How to complete this task. Your answer must be the full set of entries, reproduced exactly.

[Point localization data]
┌──
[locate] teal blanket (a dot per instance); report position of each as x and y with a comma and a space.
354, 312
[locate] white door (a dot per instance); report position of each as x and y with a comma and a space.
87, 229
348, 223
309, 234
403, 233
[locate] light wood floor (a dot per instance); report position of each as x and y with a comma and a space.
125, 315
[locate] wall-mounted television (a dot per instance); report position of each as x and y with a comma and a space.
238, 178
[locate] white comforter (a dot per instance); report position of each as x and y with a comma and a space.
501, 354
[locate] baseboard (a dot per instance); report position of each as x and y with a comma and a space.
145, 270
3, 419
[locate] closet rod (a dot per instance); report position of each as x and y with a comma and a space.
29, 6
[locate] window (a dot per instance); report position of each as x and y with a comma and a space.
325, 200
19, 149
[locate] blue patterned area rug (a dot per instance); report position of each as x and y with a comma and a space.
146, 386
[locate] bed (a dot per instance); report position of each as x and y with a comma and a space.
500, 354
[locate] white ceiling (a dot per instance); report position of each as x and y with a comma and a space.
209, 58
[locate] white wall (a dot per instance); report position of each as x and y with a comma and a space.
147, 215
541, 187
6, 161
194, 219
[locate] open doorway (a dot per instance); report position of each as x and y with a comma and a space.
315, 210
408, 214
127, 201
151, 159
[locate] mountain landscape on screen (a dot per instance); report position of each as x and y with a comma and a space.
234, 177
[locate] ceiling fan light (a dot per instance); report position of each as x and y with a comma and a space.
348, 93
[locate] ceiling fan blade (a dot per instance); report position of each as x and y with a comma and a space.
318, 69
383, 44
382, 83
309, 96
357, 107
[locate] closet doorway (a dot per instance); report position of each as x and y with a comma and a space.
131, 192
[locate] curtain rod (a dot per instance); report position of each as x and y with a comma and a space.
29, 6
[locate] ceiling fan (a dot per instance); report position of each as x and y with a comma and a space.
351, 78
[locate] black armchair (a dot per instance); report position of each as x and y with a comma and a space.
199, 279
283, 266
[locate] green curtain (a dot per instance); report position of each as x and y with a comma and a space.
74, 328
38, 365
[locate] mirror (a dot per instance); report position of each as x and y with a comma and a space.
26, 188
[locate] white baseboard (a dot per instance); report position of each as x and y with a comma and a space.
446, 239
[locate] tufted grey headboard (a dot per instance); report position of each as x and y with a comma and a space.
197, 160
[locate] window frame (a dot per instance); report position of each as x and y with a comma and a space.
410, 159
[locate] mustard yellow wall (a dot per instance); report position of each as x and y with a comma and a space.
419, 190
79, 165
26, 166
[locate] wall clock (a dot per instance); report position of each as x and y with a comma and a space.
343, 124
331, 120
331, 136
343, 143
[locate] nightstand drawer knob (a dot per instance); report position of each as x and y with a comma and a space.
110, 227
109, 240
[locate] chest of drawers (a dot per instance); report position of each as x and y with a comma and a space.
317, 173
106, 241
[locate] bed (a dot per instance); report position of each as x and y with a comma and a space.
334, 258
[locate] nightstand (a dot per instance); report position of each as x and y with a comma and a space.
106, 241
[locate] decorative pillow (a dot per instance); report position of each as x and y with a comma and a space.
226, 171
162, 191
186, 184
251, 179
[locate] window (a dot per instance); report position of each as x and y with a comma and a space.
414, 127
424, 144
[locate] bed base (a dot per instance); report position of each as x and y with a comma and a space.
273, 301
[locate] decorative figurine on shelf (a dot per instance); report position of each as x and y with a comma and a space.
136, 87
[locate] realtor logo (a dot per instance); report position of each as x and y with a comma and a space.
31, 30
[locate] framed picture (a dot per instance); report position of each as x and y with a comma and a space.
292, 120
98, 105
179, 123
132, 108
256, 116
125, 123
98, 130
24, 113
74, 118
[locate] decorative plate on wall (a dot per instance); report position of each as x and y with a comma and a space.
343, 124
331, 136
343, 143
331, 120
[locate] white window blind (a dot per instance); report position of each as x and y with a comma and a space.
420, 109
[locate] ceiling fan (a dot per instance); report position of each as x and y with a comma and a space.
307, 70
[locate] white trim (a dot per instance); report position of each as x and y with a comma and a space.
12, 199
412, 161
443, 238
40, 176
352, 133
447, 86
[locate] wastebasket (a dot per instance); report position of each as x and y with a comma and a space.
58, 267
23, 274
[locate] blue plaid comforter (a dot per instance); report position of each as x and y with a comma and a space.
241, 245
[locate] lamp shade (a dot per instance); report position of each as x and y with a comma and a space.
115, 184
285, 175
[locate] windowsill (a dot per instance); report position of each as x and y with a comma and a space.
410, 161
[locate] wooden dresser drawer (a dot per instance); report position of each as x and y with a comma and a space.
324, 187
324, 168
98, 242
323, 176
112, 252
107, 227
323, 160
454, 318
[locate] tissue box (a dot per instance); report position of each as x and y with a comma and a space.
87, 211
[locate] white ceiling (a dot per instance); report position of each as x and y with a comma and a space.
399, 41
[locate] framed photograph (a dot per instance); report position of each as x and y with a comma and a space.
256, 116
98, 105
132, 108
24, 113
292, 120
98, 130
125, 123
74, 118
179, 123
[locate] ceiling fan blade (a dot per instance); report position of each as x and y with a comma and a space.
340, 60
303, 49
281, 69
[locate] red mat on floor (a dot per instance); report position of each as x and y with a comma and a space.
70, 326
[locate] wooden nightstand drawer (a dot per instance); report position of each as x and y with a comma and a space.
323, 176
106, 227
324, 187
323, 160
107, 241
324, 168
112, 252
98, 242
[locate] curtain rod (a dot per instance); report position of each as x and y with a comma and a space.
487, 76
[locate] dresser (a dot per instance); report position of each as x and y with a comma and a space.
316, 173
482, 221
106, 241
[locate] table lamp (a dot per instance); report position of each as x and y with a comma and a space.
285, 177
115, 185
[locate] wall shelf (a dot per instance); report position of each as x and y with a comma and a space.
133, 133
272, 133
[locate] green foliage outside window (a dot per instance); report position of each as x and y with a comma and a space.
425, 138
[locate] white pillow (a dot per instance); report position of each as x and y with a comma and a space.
└──
Your solution.
[locate] teal blanket (a dot per instance); report position of each as x and y with a comma and a space.
354, 312
[locate] white door (a dot per instance); report position of each as x and y with a comma and a space.
87, 229
348, 223
309, 234
403, 233
[locate] light wood floor (a dot per instance); report position of each as x and y with a comma and a space.
125, 315
[locate] wall-mounted television (a dot per instance); report position of each as x and y with a comma and a space.
238, 178
[locate] white comforter (a dot per instance); report position of each as x and y with a comma and a space.
501, 354
[locate] baseboard (a dot per instance); report position of each as x and y with a comma and a space.
145, 270
3, 419
[locate] closet rod (a dot per instance); report position of each as x and y with a comma and a space.
29, 6
[locate] window (a dot per instance); report position of each as x and y with a comma and a space.
325, 200
19, 149
[locate] blue patterned area rug (a dot per instance); report position of each as x and y with a comma and a space.
146, 386
[locate] bed (a dot per instance); report position of each as x and y with a comma and a space.
500, 354
[locate] white ceiling (a dot per instance); report position of each as x and y with a comma and a space.
209, 58
[locate] white wall (a dot per instance); report position of each as x and y with a comma and a space.
147, 215
541, 187
6, 161
194, 219
[locate] open doorway (a dot per instance); report position of each as x and y with a comma and a space.
315, 210
408, 214
127, 201
151, 159
[locate] mountain landscape on screen (a dot per instance); report position of each as x and y with a comma and a space.
234, 177
[locate] ceiling fan light (a dot per instance); report position of each as x and y with a comma and a space.
348, 93
[locate] ceiling fan blade (a dot per instance); report position of each as x and y with a comma and a space.
318, 69
383, 44
382, 83
309, 96
357, 107
[locate] closet doorway (a dot per instance); report position of each as x and y with a comma and a space.
131, 192
[locate] curtain rod (a dot per instance); report position of each as x and y with a comma and a space.
29, 6
[locate] ceiling fan (a dot per instance); report position of each as x and y with a comma and a space.
351, 78
[locate] black armchair (a dot per instance); report position of each as x and y with a comma and a space.
199, 279
283, 266
[locate] green curtain (a dot per instance); report position of each as x and y with a comma and a space.
74, 328
38, 365
[locate] mirror (a dot per instance); report position of each as x and y with a comma and a space.
26, 188
[locate] white baseboard (a dot per instance); report position of each as x and y with a comma and a space.
446, 239
[locate] tufted grey headboard (a dot per instance); report position of each as x and y with a comma and a space.
197, 160
[locate] window frame (a dot per instance); report position of each as x and y with a comma and a space.
410, 159
[locate] mustard yellow wall (a dot per instance); report position of each as x and y with a comma and a space.
419, 190
79, 165
26, 166
[locate] wall clock (a dot per instance); report position of each as x and y with a comma and a space.
343, 124
331, 120
331, 136
343, 143
[locate] nightstand drawer knob (a dot per instance); report position of each as x and y with a comma and a space.
110, 227
109, 240
[locate] chest of drawers (a dot per instance); report position of each as x and y with a comma and a space.
317, 173
106, 241
[locate] bed (a dot per instance); report position of each as x and y with a comma and a space.
334, 258
[locate] nightstand (a dot per instance); report position of each as x and y with a comma and a space.
106, 241
[locate] decorative pillow (a dot per instance); report position of each as x and y with a comma and a space.
226, 171
162, 191
186, 184
251, 179
[locate] window (a dot per instance); report position of each as x and y with a comma and a space.
414, 127
424, 144
[locate] bed base (a dot per instance); report position of each as x and y with a comma and a space.
273, 301
[locate] decorative figurine on shelf (a dot per instance); report position of each as x and y with a comma and a space.
136, 87
[locate] realtor logo (a dot per instance); report position of each as x and y with a comma and a space.
31, 30
[locate] framed picture (a dot per instance); report position of each as x and y with a comma and a space.
292, 120
98, 105
179, 123
132, 108
256, 116
125, 123
98, 130
24, 113
74, 118
[locate] decorative plate on wall (a dot per instance); report position of each as x and y with a comma and a space.
343, 124
331, 136
343, 143
331, 120
[locate] white window blind (a dot per instance); report position of each as x and y with a comma and a space.
420, 109
[locate] ceiling fan (a dot per instance); report position of each as x and y with a comma and a space.
307, 70
[locate] white trim (a dot per instance); report position of each as x and y with a comma and a space.
12, 199
412, 161
443, 238
40, 176
352, 133
447, 86
[locate] wastebasket (a dot per instance); report position of each as x and y with a comma and a space.
58, 267
23, 274
[locate] blue plaid comforter (a dot per instance); report position of each as x and y with a comma and a space.
241, 245
[locate] lamp shade (a dot per instance); report position of each as x and y with a comma and a space.
115, 184
285, 175
[locate] windowsill (a dot per instance); report position of each as x and y with a comma and a space.
410, 161
[locate] wooden dresser drawer (a dot per instance); report position of each as x and y with a comma and a space.
324, 187
324, 168
98, 242
323, 176
112, 252
107, 227
323, 160
454, 318
[locate] tissue box (a dot per instance); report position of each as x and y with a comma and a space.
87, 211
[locate] white ceiling (a dot per instance); report position of each as x and y with a comma and a space.
399, 41
[locate] framed photograph (a dot per instance); report position of each as x and y with a comma and a space.
256, 116
98, 105
132, 108
24, 113
292, 120
98, 130
125, 123
74, 118
179, 123
[locate] ceiling fan blade (a dot per instance); report position of each as x and y with a comma and a space.
340, 60
303, 49
281, 69
[locate] red mat on floor (a dot per instance); report position of each as x and y with a comma and a space.
70, 326
[locate] wooden nightstand drawer (a dot per instance); report position of each as x and y with a comma and a space.
323, 176
106, 227
324, 187
323, 160
107, 241
324, 168
112, 252
98, 242
[locate] curtain rod (a dot per instance); report position of each as x and y with a comma and a space.
487, 76
[locate] dresser (a dot per instance); report position of each as x and y with a comma and a space.
316, 173
482, 221
106, 241
[locate] table lamp (a dot per instance); report position of each as x and y with a comma and a space.
285, 177
115, 185
[locate] wall shelf (a dot per instance); report position of each as x and y with a comma and a space.
133, 133
272, 133
[locate] green foliage outside window (a dot per instance); report position of each as x and y with a comma and a space.
425, 138
[locate] white pillow (a dot per instance); report position of each as x and y with a comma and a space.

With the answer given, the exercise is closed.